_Problem statement:_
Please return everything below from the line containing "Please segment every" down to the line containing "Fill uses the even-odd convention.", both included, without any change.

_Raw data:_
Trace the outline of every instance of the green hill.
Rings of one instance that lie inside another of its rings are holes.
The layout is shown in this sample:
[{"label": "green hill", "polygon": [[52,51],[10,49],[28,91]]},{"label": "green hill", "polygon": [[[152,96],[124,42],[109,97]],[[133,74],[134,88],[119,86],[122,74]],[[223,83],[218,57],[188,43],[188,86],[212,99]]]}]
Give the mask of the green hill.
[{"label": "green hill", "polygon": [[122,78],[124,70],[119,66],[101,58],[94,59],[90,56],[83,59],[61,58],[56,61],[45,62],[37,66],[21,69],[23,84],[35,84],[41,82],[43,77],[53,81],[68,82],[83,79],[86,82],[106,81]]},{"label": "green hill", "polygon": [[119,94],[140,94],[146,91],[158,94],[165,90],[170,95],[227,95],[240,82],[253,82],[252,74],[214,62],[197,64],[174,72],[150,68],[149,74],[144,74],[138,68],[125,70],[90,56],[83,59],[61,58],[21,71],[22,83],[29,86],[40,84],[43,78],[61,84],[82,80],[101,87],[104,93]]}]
* * *
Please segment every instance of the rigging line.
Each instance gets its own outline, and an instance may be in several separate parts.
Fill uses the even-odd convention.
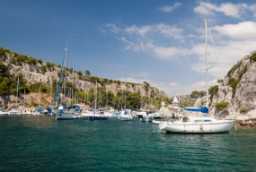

_Worked solution:_
Please segment every instance of the rigging line.
Each instance gets its own outline, and an instance may be in several separate parts.
Fill uses the even-odd convention.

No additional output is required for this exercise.